(Region labeling items)
=-=-=-=-=

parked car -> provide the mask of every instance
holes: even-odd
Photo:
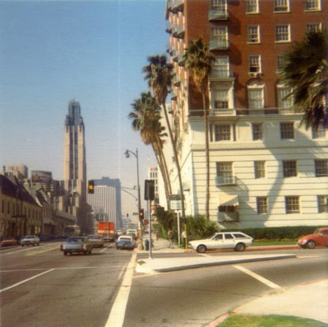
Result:
[[[116,249],[134,250],[135,247],[134,241],[131,239],[120,239],[116,242]]]
[[[13,237],[3,237],[1,241],[1,246],[18,245],[18,241]]]
[[[104,239],[100,235],[89,235],[89,241],[90,243],[93,244],[93,247],[103,247],[104,246]]]
[[[210,239],[191,241],[188,247],[197,252],[203,253],[208,250],[233,249],[244,251],[251,245],[254,239],[242,232],[215,233]]]
[[[26,235],[21,239],[21,246],[24,245],[39,245],[40,239],[37,235]]]
[[[318,228],[313,234],[301,237],[298,242],[303,249],[314,249],[316,246],[328,246],[328,227]]]
[[[60,245],[60,250],[64,252],[64,256],[72,253],[91,254],[93,248],[93,244],[86,236],[68,237],[65,242]]]

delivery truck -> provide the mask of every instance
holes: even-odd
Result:
[[[115,223],[98,221],[97,234],[102,236],[105,242],[115,242]]]

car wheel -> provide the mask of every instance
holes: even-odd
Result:
[[[307,243],[307,247],[309,249],[314,249],[316,247],[316,242],[314,241],[310,240]]]
[[[245,250],[245,244],[243,243],[239,243],[235,247],[235,251],[244,251]]]
[[[204,253],[206,251],[206,247],[205,245],[198,245],[196,251],[198,253]]]

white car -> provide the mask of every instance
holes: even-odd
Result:
[[[208,250],[233,249],[244,251],[246,246],[252,245],[254,239],[242,232],[222,232],[215,233],[210,239],[191,241],[188,247],[204,253]]]

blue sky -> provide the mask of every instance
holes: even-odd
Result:
[[[0,165],[62,178],[64,122],[78,100],[88,178],[140,184],[156,164],[127,118],[147,90],[147,57],[165,53],[165,0],[0,1]]]

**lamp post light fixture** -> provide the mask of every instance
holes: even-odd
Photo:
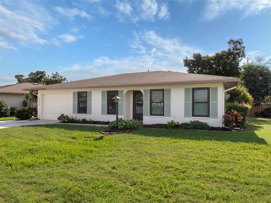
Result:
[[[117,95],[112,98],[112,99],[114,99],[114,101],[116,103],[116,116],[117,117],[116,123],[117,124],[117,130],[118,130],[118,101],[120,99],[120,98]]]

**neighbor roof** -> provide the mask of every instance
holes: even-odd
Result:
[[[240,79],[236,78],[158,71],[124,73],[52,84],[43,87],[33,87],[24,90],[70,89],[240,81]]]
[[[23,90],[22,89],[34,87],[38,87],[40,86],[44,86],[44,85],[37,83],[30,83],[28,82],[25,82],[18,84],[13,85],[8,85],[5,86],[1,86],[2,88],[0,88],[0,93],[8,94],[24,94],[28,93],[29,91]]]

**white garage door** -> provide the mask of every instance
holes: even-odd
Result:
[[[44,94],[43,119],[57,120],[61,114],[68,115],[69,95],[69,94]]]

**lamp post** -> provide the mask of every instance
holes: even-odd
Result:
[[[116,103],[116,116],[117,117],[116,122],[117,130],[118,130],[118,101],[120,99],[120,98],[117,95],[112,98],[112,99],[114,99],[114,101]]]

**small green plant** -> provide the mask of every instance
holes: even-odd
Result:
[[[31,118],[35,114],[33,107],[23,107],[19,108],[14,112],[15,118],[20,120],[27,120]]]
[[[67,122],[69,123],[76,123],[77,121],[77,119],[76,118],[76,116],[75,118],[73,118],[72,116],[71,117],[69,117],[67,118]]]
[[[173,120],[172,120],[171,121],[168,121],[167,123],[167,125],[169,128],[173,128],[176,125],[176,123]]]
[[[209,130],[211,127],[207,123],[199,121],[191,121],[189,123],[189,129]]]
[[[223,124],[229,130],[237,127],[241,124],[243,117],[235,110],[229,111],[223,115]]]
[[[189,123],[188,122],[184,122],[180,124],[180,128],[184,129],[189,129]]]
[[[67,115],[65,115],[64,114],[61,114],[57,118],[57,120],[60,121],[63,123],[65,123],[67,121],[67,118],[69,117]]]
[[[0,101],[0,118],[7,117],[10,115],[10,108],[4,101]]]

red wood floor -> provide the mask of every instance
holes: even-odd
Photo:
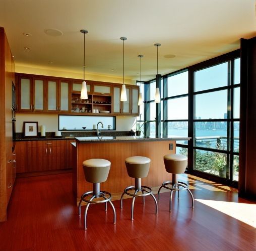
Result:
[[[186,182],[187,176],[181,177]],[[188,176],[197,199],[250,203],[237,198],[228,187]],[[142,181],[143,183],[143,181]],[[231,191],[230,191],[231,190]],[[190,207],[186,191],[180,200],[173,196],[168,211],[169,193],[161,194],[159,213],[150,196],[144,207],[136,200],[134,221],[130,220],[132,200],[113,202],[116,224],[110,205],[91,205],[88,229],[83,229],[72,192],[72,174],[18,178],[11,198],[8,220],[0,223],[0,250],[178,250],[256,249],[255,229],[195,200]],[[242,212],[241,212],[242,213]]]

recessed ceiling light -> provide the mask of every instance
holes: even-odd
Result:
[[[26,37],[31,37],[32,36],[30,33],[28,33],[28,32],[23,32],[22,34]]]
[[[165,58],[175,58],[176,57],[176,56],[174,54],[168,54],[168,55],[166,55],[165,56],[164,56],[164,57]]]
[[[48,29],[44,30],[44,33],[52,37],[60,37],[63,35],[63,32],[57,29]]]

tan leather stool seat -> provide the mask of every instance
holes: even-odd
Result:
[[[111,163],[103,159],[91,159],[83,162],[85,179],[88,182],[97,183],[107,180]]]
[[[148,176],[150,159],[143,156],[133,156],[125,159],[128,175],[132,178],[145,178]]]
[[[187,164],[187,158],[181,154],[167,154],[164,156],[164,162],[167,173],[183,173]]]

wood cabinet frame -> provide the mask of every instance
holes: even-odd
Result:
[[[72,78],[62,78],[58,77],[51,77],[48,76],[42,76],[42,75],[36,75],[33,74],[28,74],[25,73],[16,73],[16,78],[17,80],[18,84],[16,85],[16,100],[17,100],[17,111],[18,113],[31,113],[34,112],[36,113],[45,113],[48,114],[72,114],[72,115],[104,115],[104,116],[113,116],[113,115],[132,115],[137,116],[139,115],[139,109],[138,113],[133,113],[132,108],[132,91],[133,88],[139,88],[139,87],[137,85],[126,85],[127,88],[130,90],[130,95],[129,95],[129,111],[127,112],[124,113],[122,111],[123,108],[122,102],[121,101],[120,103],[120,110],[119,112],[113,112],[113,103],[114,103],[114,97],[113,97],[113,86],[118,87],[120,88],[121,90],[121,85],[120,84],[117,84],[114,83],[108,83],[106,82],[101,81],[94,81],[92,80],[86,80],[86,83],[88,85],[90,85],[90,91],[88,91],[88,93],[89,95],[95,95],[94,96],[109,96],[111,97],[110,98],[111,100],[111,108],[108,109],[110,113],[76,113],[72,112],[71,107],[72,107],[72,100],[71,95],[72,93],[79,94],[80,93],[78,91],[74,91],[73,90],[73,84],[78,83],[81,84],[82,82],[81,79],[76,79]],[[21,78],[27,78],[30,80],[30,109],[21,109],[21,90],[20,88],[21,85]],[[44,109],[43,110],[36,110],[34,109],[34,81],[36,79],[42,80],[44,81]],[[53,81],[56,82],[56,109],[54,110],[49,110],[48,109],[48,84],[47,81]],[[61,106],[60,103],[60,92],[61,92],[61,86],[60,83],[61,82],[69,83],[69,110],[60,110],[60,107]],[[110,93],[104,93],[104,92],[98,92],[94,91],[94,86],[95,85],[103,85],[109,87],[110,88]],[[138,92],[139,93],[139,92]],[[93,106],[92,104],[92,107]],[[92,108],[92,109],[93,108]],[[97,108],[96,108],[97,109]],[[82,114],[81,114],[82,113]]]

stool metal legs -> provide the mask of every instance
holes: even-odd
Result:
[[[91,198],[89,200],[86,199],[86,197],[89,196],[91,196],[92,197],[91,197]],[[104,199],[101,200],[93,200],[93,199],[95,199],[95,198],[97,198],[99,197],[103,198]],[[115,224],[116,220],[115,210],[114,207],[114,205],[113,205],[113,203],[110,200],[111,198],[112,198],[111,195],[108,192],[106,192],[105,191],[100,191],[100,183],[93,184],[93,191],[90,191],[89,192],[86,192],[82,195],[81,198],[79,202],[79,205],[78,208],[78,213],[79,216],[81,216],[81,207],[82,202],[83,201],[86,202],[87,202],[87,205],[86,205],[86,207],[85,208],[85,217],[84,217],[85,229],[87,229],[86,219],[87,217],[87,211],[88,210],[89,206],[90,206],[90,204],[91,203],[98,204],[101,203],[105,203],[105,211],[106,211],[107,209],[107,203],[109,202],[112,207],[112,208],[113,209],[113,212],[114,213],[113,223]]]
[[[167,186],[167,185],[170,185],[170,186]],[[182,188],[180,188],[179,187],[182,187]],[[173,191],[178,191],[178,199],[179,199],[179,191],[183,190],[186,190],[189,193],[191,199],[192,200],[192,207],[194,207],[194,198],[193,195],[191,192],[191,191],[188,189],[188,185],[180,181],[178,181],[178,175],[176,174],[172,174],[172,181],[166,181],[164,182],[162,185],[159,188],[158,190],[158,193],[157,194],[157,201],[159,202],[160,201],[160,192],[161,189],[164,187],[167,189],[171,190],[170,194],[170,203],[169,203],[169,210],[170,212],[171,212],[171,200],[172,197],[172,193]]]
[[[135,190],[134,193],[129,193],[128,191],[130,190]],[[137,193],[138,192],[142,192],[142,194],[138,194]],[[143,204],[145,204],[145,196],[147,196],[148,195],[151,195],[155,201],[155,203],[156,204],[156,214],[157,214],[158,211],[158,208],[157,205],[157,201],[156,201],[156,199],[155,196],[152,194],[152,190],[151,189],[146,186],[142,186],[141,185],[141,178],[135,178],[135,186],[131,186],[126,187],[123,192],[122,194],[120,199],[120,207],[121,209],[122,209],[122,197],[124,194],[126,194],[130,196],[133,197],[133,201],[132,202],[132,208],[131,210],[131,218],[132,220],[134,220],[134,202],[135,201],[135,199],[137,197],[142,197],[143,198]]]

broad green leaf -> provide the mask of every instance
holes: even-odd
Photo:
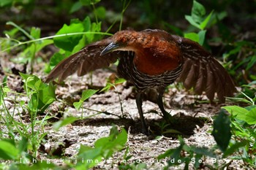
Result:
[[[70,117],[64,118],[63,120],[59,120],[56,123],[54,123],[53,127],[56,131],[58,131],[62,126],[72,123],[78,120],[79,120],[79,118],[70,116]]]
[[[244,120],[249,125],[256,124],[256,108],[254,108],[254,109],[251,109],[250,111],[249,111],[249,112],[245,114],[245,115],[243,118],[244,119],[241,119],[241,120]]]
[[[213,13],[214,11],[211,11],[206,18],[200,24],[200,28],[201,30],[203,30],[207,26],[207,24],[209,23]]]
[[[27,151],[28,144],[29,144],[28,139],[26,139],[26,138],[23,136],[21,140],[19,142],[18,147],[20,154],[22,152],[26,152]]]
[[[67,34],[70,33],[78,33],[83,31],[83,23],[76,20],[72,20],[69,26],[64,24],[63,27],[57,32],[56,35]],[[60,37],[55,37],[53,39],[54,45],[64,50],[72,51],[75,46],[76,46],[80,39],[82,39],[83,34],[64,36]]]
[[[83,7],[83,4],[82,3],[79,1],[76,1],[73,4],[73,5],[72,6],[70,10],[69,10],[69,13],[72,14],[75,12],[78,11],[80,9],[81,9]]]
[[[125,81],[127,81],[124,78],[118,78],[115,80],[115,84],[120,84],[120,83],[123,83]]]
[[[184,34],[184,37],[194,42],[199,42],[199,35],[196,33],[186,33]]]
[[[201,30],[197,34],[198,38],[199,38],[198,43],[200,45],[203,45],[203,42],[205,42],[206,34],[206,30]]]
[[[235,153],[236,150],[238,150],[239,148],[246,146],[248,144],[247,141],[242,141],[240,142],[236,142],[234,144],[233,144],[230,147],[229,147],[223,155],[223,158],[225,158],[228,155],[233,155]]]
[[[34,75],[20,73],[25,80],[24,89],[31,95],[29,107],[33,112],[43,112],[55,99],[55,87],[52,83],[47,85]]]
[[[95,10],[95,15],[100,19],[104,20],[106,16],[106,9],[102,6],[99,7]]]
[[[83,104],[83,101],[80,100],[79,101],[75,101],[73,103],[73,106],[75,107],[75,108],[78,110]]]
[[[7,5],[11,5],[13,2],[13,0],[1,0],[0,7],[4,7]]]
[[[91,0],[80,0],[80,2],[84,6],[91,5]]]
[[[196,1],[193,1],[193,6],[192,9],[191,16],[193,18],[193,20],[196,23],[201,23],[202,18],[206,15],[205,7]]]
[[[200,24],[197,23],[190,15],[185,15],[185,18],[193,26],[200,29]]]
[[[214,122],[212,135],[214,137],[219,149],[224,152],[231,138],[230,120],[223,110],[222,110]]]
[[[30,30],[30,35],[34,39],[39,39],[41,35],[41,30],[39,28],[32,27]]]
[[[229,113],[232,114],[234,116],[236,116],[238,115],[244,115],[248,112],[247,109],[238,106],[227,106],[222,107],[222,108],[225,109]]]
[[[0,158],[4,160],[16,160],[18,157],[18,150],[9,141],[0,141]]]
[[[96,4],[99,2],[101,0],[80,0],[81,4],[84,6],[89,6],[91,4]]]

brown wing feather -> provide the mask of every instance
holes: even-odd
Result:
[[[118,58],[116,52],[102,56],[100,53],[112,41],[112,37],[87,45],[81,50],[60,62],[49,74],[45,82],[49,82],[59,77],[59,82],[78,71],[78,76],[85,75],[91,71],[109,66]]]
[[[233,96],[236,89],[230,76],[211,53],[193,41],[178,36],[173,37],[181,47],[184,61],[178,81],[183,82],[186,88],[193,87],[198,94],[206,91],[211,101],[215,93],[222,102],[225,96]]]

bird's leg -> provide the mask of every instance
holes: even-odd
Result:
[[[173,120],[173,117],[170,115],[169,112],[165,111],[165,109],[164,108],[164,104],[162,102],[162,96],[163,96],[163,94],[165,92],[165,88],[159,88],[158,91],[159,91],[159,94],[158,94],[158,97],[157,97],[158,107],[159,107],[159,109],[163,115],[164,119],[166,121],[170,123]]]
[[[137,104],[137,108],[139,111],[140,114],[140,119],[141,121],[141,125],[142,125],[142,132],[144,134],[147,134],[147,131],[146,131],[146,125],[143,116],[143,112],[142,110],[142,92],[140,91],[137,93],[136,95],[136,104]]]

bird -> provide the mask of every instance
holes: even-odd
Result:
[[[162,96],[166,87],[175,81],[183,82],[187,89],[193,88],[198,95],[205,92],[211,101],[217,96],[225,102],[226,96],[233,96],[236,91],[225,69],[201,45],[159,29],[119,31],[88,45],[56,66],[45,82],[57,77],[61,82],[75,72],[83,76],[117,60],[118,75],[132,82],[137,89],[136,105],[146,134],[142,105],[143,93],[148,89],[157,90],[158,107],[164,119],[169,120],[173,117],[165,109]]]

=-=-=-=-=

Your task is to extract the lines running from the one with "bird's leg ->" to the end of the material, inclusive, copying each exactly and adding nothing.

● **Expected answer**:
bird's leg -> provide the mask of every instance
holes: even-odd
Result:
[[[173,120],[173,117],[170,115],[169,112],[165,111],[165,109],[164,108],[164,104],[162,102],[162,96],[163,96],[163,94],[165,92],[165,88],[159,88],[158,91],[159,91],[159,94],[158,94],[158,97],[157,97],[158,107],[159,107],[159,109],[163,115],[164,119],[166,121],[170,123]]]
[[[137,104],[137,108],[139,111],[140,114],[140,119],[141,121],[141,125],[142,125],[142,132],[144,134],[147,134],[147,131],[146,131],[146,125],[143,116],[143,112],[142,110],[142,92],[140,91],[137,93],[136,95],[136,104]]]

bird -> provide the mask of every instance
holes: even-odd
Result:
[[[162,96],[166,87],[175,81],[183,82],[187,89],[193,88],[198,95],[205,92],[211,101],[217,96],[225,102],[226,96],[233,96],[236,91],[225,69],[201,45],[159,29],[119,31],[88,45],[56,66],[45,82],[57,77],[61,82],[75,72],[83,76],[117,60],[118,75],[132,82],[137,89],[136,105],[146,134],[142,105],[143,93],[148,89],[157,90],[158,107],[164,119],[169,120],[173,117],[165,109]]]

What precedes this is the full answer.